- [Supplied text]
## BEGIN
FEW details on the history of this book will, I think, help the reader to come to his own conclusions about the questions which it raises.

In 1920, I presented for the degree of Docteur ès lettres at the Sorbonne what constitutes now the first three parts of this work, under the title La pensée de Milton. That book was favorably reviewed, but the upper strata of the "scholarly" critics refused to admit the originality of Milton's thought without, however, suggesting any adequate sources. Indeed, I had been led into insisting upon the absolute originality of the poet's ideas (the relative originality I shall always insist upon) by that very absence of sources. Neo-Platonism offered much too easy, and much too loose, an explanation: it accounted for none of the traits that seemed to me peculiarly Miltonic. Professor S. B. Liljegren, of Lund, Sweden, whom I feel honored to count among my friends, has since investigated the Italian Renaissance, and particularly the works of Giordano Bruno (see Revue de littérature comparée, October-December, 1923), with equally negative results.

That perspicuous critic, A. R. Orage, came nearest to a solution, in his review of my Blake and Milton, by asking: Was it possible after all that the "Puritan " Milton and the "Swedenborgian " Blake belonged to the same school? I am now in a position to answer that they did, that they were both kabbalists, and that this fact explains their common stock of ideas.
## END
- [Collected data]
## BEGIN
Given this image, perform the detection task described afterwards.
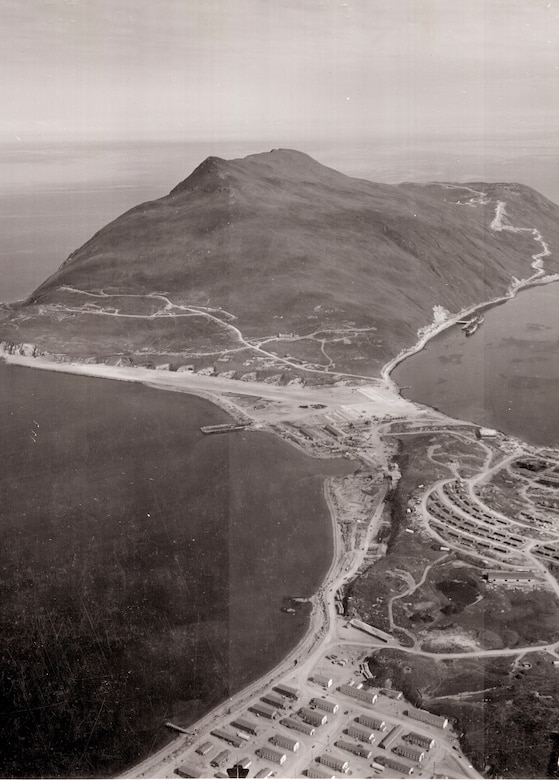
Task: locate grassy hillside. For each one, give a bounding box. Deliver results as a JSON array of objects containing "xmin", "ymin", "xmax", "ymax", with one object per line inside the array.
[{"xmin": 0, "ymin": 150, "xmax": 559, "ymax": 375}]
## END
- [Task set]
[a] Reproduce the passage of the Milton preface from "That perspicuous critic, A." up to and including "stock of ideas.".
[b] According to the Milton preface, what did Milton and Blake both turn out to be?
The listing isn't needed here.

- [Solution set]
[a]
That perspicuous critic, A. R. Orage, came nearest to a solution, in his review of my Blake and Milton, by asking: Was it possible after all that the "Puritan " Milton and the "Swedenborgian " Blake belonged to the same school? I am now in a position to answer that they did, that they were both kabbalists, and that this fact explains their common stock of ideas.

[b] They were both kabbalists.